Statistics illustrate the point. In 1996, foreign exchange trading by big investors amounted to $350 million million - ten times the world's GDP.
Private foreign investment, concentrated primarily in middle-income countries in Asia and Latin America, was US$250,000 million - compared to overseas development assistance (ODA) of US$50,000 million.
Indeed, ODA from governments is generally decreasing. While this reduces the ability to deliver public goods, private concerns such as transnational corporations, banks and pension funds are unlikely to pick up the bill for public health and environmental infrastructure costs.
This situation is exacerbated by the massive debt burden which affects developing countries, notably in Africa. Environmental protection is often one of the first things to be cut back to finance interest payments.
Globalization is a concern at a number of levels. From a purely practical point of view, it drives global demand for an unsustainable level of consumption. At a time when the developed world needs to cut back on per capita consumption, transnational businesses are building a "vast global middle class," says GEO-2000. "What will be the environmental impact of 3-4 billion consumers with rising incomes, who all want to live an affluent lifestyle?"
Clearly, improved living conditions are highly desirable if sustainable. "But since some planetary resources may be too limited to support this increased consumption, how will resulting tensions (with the billions of poor) be resolved?"

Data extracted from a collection
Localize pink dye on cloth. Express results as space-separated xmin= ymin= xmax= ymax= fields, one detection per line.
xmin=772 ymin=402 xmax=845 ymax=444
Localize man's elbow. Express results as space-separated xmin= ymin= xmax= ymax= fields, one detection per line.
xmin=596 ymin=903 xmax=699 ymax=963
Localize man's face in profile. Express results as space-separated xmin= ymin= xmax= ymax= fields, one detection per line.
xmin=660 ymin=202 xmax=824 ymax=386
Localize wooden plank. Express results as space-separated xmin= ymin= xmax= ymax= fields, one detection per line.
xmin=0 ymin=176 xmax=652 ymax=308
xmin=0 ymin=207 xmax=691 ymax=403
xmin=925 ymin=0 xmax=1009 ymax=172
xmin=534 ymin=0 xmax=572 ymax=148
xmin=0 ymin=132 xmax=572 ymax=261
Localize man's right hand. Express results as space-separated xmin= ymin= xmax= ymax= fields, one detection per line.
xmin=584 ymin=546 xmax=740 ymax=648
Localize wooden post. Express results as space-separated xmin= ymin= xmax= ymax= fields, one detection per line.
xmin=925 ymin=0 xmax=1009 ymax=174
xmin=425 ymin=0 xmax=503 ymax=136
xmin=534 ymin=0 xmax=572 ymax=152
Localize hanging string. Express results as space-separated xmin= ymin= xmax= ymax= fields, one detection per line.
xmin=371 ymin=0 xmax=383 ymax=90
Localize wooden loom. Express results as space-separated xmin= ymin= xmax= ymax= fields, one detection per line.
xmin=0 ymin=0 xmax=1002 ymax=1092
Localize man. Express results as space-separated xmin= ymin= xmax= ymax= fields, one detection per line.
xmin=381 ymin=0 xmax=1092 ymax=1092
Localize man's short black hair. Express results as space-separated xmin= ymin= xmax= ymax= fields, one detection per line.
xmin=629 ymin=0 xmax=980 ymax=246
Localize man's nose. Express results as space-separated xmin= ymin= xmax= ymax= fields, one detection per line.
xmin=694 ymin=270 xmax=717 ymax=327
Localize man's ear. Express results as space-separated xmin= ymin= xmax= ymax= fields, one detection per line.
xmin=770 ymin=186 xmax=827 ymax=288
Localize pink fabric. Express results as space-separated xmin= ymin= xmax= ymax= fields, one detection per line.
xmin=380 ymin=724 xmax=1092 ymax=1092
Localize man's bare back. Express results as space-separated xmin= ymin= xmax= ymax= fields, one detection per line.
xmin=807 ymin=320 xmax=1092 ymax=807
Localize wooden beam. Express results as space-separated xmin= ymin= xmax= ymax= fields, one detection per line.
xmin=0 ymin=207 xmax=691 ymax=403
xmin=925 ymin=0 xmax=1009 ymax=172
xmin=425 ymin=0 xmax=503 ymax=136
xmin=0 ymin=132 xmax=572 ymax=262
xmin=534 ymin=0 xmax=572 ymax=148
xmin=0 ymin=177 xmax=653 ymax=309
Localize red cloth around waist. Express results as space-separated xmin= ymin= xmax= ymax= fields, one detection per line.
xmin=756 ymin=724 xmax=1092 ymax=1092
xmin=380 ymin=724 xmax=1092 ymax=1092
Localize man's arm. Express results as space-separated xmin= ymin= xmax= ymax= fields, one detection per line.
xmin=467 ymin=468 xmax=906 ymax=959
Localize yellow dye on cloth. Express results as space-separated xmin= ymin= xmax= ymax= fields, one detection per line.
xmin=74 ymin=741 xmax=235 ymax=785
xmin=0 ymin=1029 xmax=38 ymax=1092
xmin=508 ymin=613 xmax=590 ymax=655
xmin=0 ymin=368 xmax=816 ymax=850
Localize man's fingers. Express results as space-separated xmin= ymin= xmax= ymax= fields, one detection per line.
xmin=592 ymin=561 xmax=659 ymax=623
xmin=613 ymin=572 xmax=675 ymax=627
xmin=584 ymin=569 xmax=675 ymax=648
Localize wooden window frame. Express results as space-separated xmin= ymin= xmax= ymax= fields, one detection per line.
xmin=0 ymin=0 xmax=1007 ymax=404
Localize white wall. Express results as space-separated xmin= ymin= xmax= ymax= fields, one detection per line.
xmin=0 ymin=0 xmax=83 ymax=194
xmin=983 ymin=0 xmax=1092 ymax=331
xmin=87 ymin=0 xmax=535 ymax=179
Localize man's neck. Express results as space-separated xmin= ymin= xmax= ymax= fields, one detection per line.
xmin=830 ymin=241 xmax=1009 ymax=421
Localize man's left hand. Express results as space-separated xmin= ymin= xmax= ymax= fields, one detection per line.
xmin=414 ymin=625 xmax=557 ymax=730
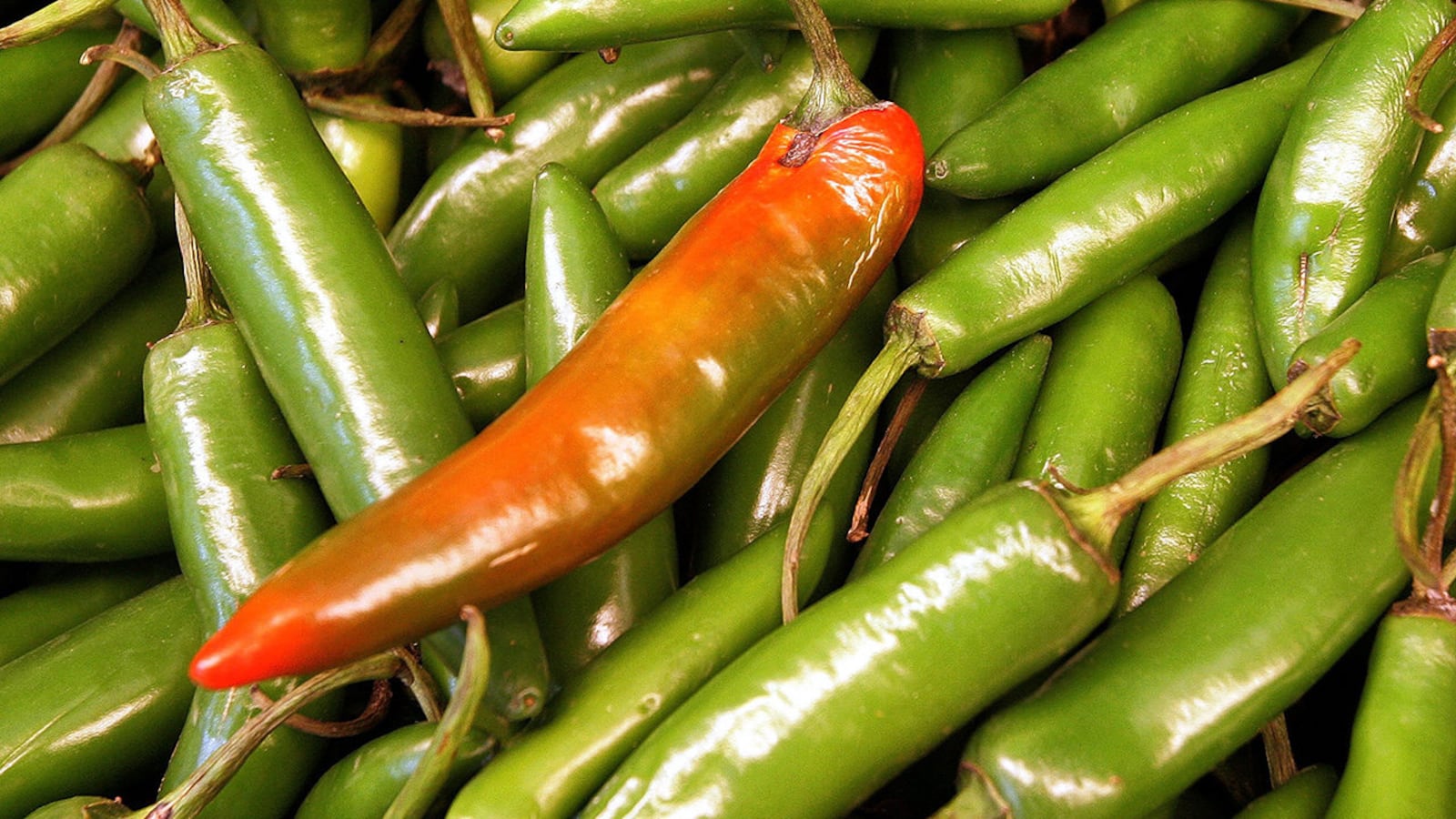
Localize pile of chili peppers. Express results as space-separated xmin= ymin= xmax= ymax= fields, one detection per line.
xmin=0 ymin=0 xmax=1456 ymax=819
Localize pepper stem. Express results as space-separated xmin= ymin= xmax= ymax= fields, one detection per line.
xmin=143 ymin=0 xmax=217 ymax=66
xmin=1061 ymin=339 xmax=1360 ymax=543
xmin=384 ymin=606 xmax=490 ymax=819
xmin=779 ymin=334 xmax=920 ymax=622
xmin=786 ymin=0 xmax=876 ymax=134
xmin=131 ymin=652 xmax=400 ymax=819
xmin=173 ymin=198 xmax=228 ymax=331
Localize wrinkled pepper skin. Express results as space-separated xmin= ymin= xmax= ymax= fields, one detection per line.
xmin=192 ymin=104 xmax=923 ymax=686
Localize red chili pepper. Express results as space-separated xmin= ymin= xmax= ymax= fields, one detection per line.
xmin=192 ymin=6 xmax=923 ymax=688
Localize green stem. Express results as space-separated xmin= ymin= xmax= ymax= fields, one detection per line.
xmin=779 ymin=335 xmax=920 ymax=622
xmin=0 ymin=0 xmax=114 ymax=48
xmin=437 ymin=0 xmax=495 ymax=118
xmin=384 ymin=606 xmax=490 ymax=819
xmin=143 ymin=0 xmax=217 ymax=66
xmin=131 ymin=652 xmax=400 ymax=819
xmin=173 ymin=198 xmax=228 ymax=331
xmin=1061 ymin=339 xmax=1360 ymax=545
xmin=788 ymin=0 xmax=876 ymax=134
xmin=1393 ymin=385 xmax=1441 ymax=596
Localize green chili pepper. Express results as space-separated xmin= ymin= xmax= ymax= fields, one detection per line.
xmin=1117 ymin=208 xmax=1269 ymax=612
xmin=253 ymin=0 xmax=373 ymax=75
xmin=422 ymin=0 xmax=563 ymax=106
xmin=294 ymin=723 xmax=493 ymax=819
xmin=582 ymin=347 xmax=1350 ymax=817
xmin=784 ymin=43 xmax=1322 ymax=599
xmin=849 ymin=329 xmax=1051 ymax=580
xmin=1289 ymin=250 xmax=1449 ymax=437
xmin=0 ymin=254 xmax=184 ymax=443
xmin=435 ymin=301 xmax=526 ymax=430
xmin=0 ymin=143 xmax=153 ymax=382
xmin=1327 ymin=612 xmax=1456 ymax=819
xmin=0 ymin=26 xmax=116 ymax=156
xmin=594 ymin=31 xmax=875 ymax=259
xmin=1236 ymin=765 xmax=1340 ymax=819
xmin=527 ymin=163 xmax=677 ymax=679
xmin=926 ymin=0 xmax=1300 ymax=198
xmin=144 ymin=236 xmax=333 ymax=817
xmin=0 ymin=424 xmax=172 ymax=562
xmin=888 ymin=29 xmax=1024 ymax=284
xmin=942 ymin=402 xmax=1420 ymax=817
xmin=1380 ymin=86 xmax=1456 ymax=276
xmin=146 ymin=5 xmax=471 ymax=519
xmin=308 ymin=101 xmax=405 ymax=230
xmin=1010 ymin=276 xmax=1182 ymax=524
xmin=495 ymin=0 xmax=1067 ymax=51
xmin=450 ymin=510 xmax=850 ymax=819
xmin=389 ymin=34 xmax=740 ymax=318
xmin=1254 ymin=0 xmax=1456 ymax=385
xmin=0 ymin=579 xmax=202 ymax=816
xmin=682 ymin=271 xmax=895 ymax=571
xmin=0 ymin=558 xmax=177 ymax=666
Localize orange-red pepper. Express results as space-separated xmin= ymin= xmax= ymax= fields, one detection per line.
xmin=192 ymin=94 xmax=923 ymax=688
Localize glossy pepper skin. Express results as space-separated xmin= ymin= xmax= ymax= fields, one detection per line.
xmin=0 ymin=424 xmax=172 ymax=562
xmin=146 ymin=318 xmax=333 ymax=819
xmin=944 ymin=393 xmax=1420 ymax=819
xmin=1118 ymin=208 xmax=1269 ymax=612
xmin=527 ymin=163 xmax=677 ymax=681
xmin=0 ymin=254 xmax=184 ymax=443
xmin=1010 ymin=276 xmax=1182 ymax=548
xmin=1254 ymin=0 xmax=1456 ymax=386
xmin=192 ymin=96 xmax=923 ymax=686
xmin=582 ymin=482 xmax=1117 ymax=819
xmin=0 ymin=577 xmax=202 ymax=816
xmin=1327 ymin=609 xmax=1456 ymax=819
xmin=146 ymin=44 xmax=471 ymax=518
xmin=849 ymin=334 xmax=1051 ymax=580
xmin=449 ymin=510 xmax=850 ymax=819
xmin=926 ymin=0 xmax=1300 ymax=199
xmin=680 ymin=269 xmax=895 ymax=571
xmin=592 ymin=31 xmax=879 ymax=259
xmin=389 ymin=34 xmax=741 ymax=319
xmin=0 ymin=143 xmax=153 ymax=382
xmin=0 ymin=557 xmax=177 ymax=666
xmin=1289 ymin=250 xmax=1451 ymax=437
xmin=495 ymin=0 xmax=1067 ymax=51
xmin=1380 ymin=88 xmax=1456 ymax=276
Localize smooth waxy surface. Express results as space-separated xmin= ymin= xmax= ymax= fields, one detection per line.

→ Questions:
A - In the passage on globalization and the environment, what is often among the first things cut back to finance interest payments?
B - Continue the passage on globalization and the environment from where it stops.

→ Activity answers:
A - Environmental protection.

B -
Globalization has other harmful impacts on the environment, such as "stratospheric ozone depletion, climate change driven by global warming and the worldwide spread of persistent organic pollutants," says GEO-2000.
Biological globalization is also a concern. Travel and trade allow organisms to move around the world and invade new environments - sometimes on purpose, sometimes by accident.
However benefits from standardising business processes in order to maximise productivity and profit may prove to be short-lived, says GEO-2000. The danger is that newly-introduced methods of cultivation may "upset the ecological balance and crowd out desirable, useful or perhaps unique species. Many varieties and breeds, often evolved over centuries of local selection, have desirable features that adapt them to particular local environments, resisting specific diseases and environmental extremes."
Such diversity may be the answer to sustainable agriculture. "Excessive globalization today could destroy much of the potential for agriculture tomorrow," warns GEO-2000.
International trade, like globalization, cannot be divorced from environmental concerns. Clearly, trade can increase wealth for many countries - which is part of the reason why the world is moving headlong towards increased trade liberalization.
But it can also harm the environment. "Where environmental issues are not incorporated in economic prices and decision-making, trade can magnify unsustainable patterns of economic activity and resource exploitation," says GEO-2000.
A disturbing dimension to this problem has emerged recently as countries challenge national environmental protection measures on the ground that they erect barriers to trade. Efforts to protect sea turtles, dolphins and sea birds have been struck down for exactly this reason.
As part of its recommendations in GEO-2000, UNEP stresses the need for linkages between trade and international finance on the one hand and environmental policy on the other. While the finance world is now beginning to make such linkages, there is much more to be done in assessing the impact of trade liberalization.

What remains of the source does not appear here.